# [EXERCISE DETAILS]
Images are not part of the copy; transcribe all the data exactly.

RECORDS FOR PROCESSING: Begin

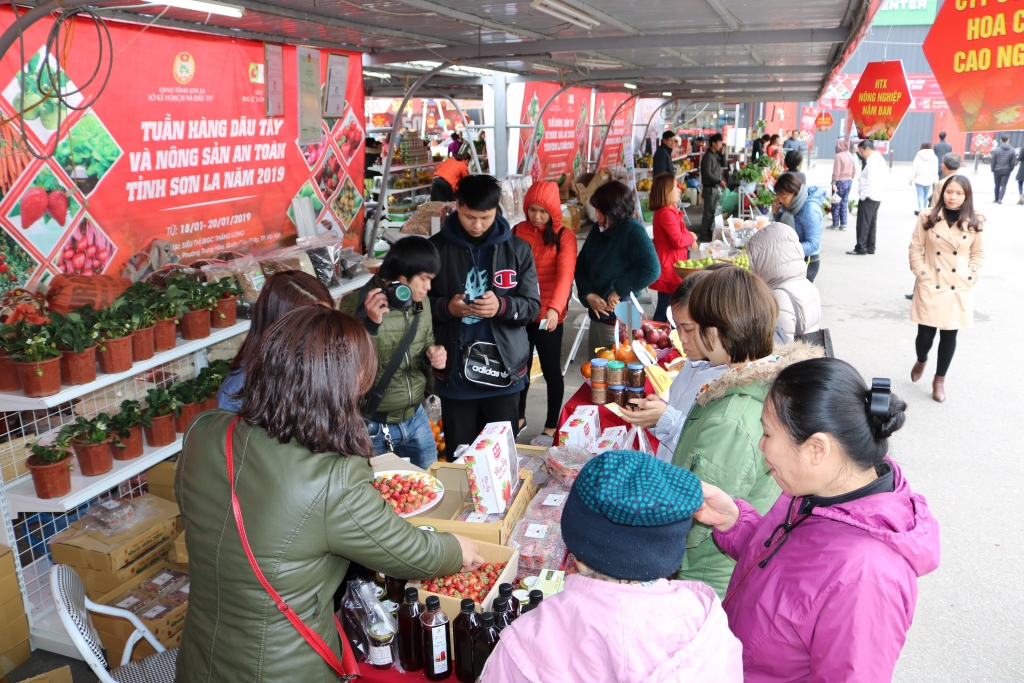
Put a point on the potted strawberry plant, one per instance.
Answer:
(38, 359)
(161, 409)
(127, 424)
(93, 442)
(76, 337)
(50, 467)
(226, 293)
(115, 332)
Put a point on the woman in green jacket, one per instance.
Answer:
(731, 318)
(304, 486)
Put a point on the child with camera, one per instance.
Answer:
(395, 310)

RECORDS FOR PROCESSING: End

# [RESULT OF THE TASK]
Put a point on the potted strawberry plant, one per instance.
Answer:
(38, 359)
(161, 409)
(127, 424)
(93, 442)
(76, 337)
(50, 467)
(226, 293)
(115, 332)
Put a point on the woman in green jacket, one per instance.
Answer:
(731, 318)
(304, 486)
Put a point on the child with camera, one per instance.
Answer:
(395, 310)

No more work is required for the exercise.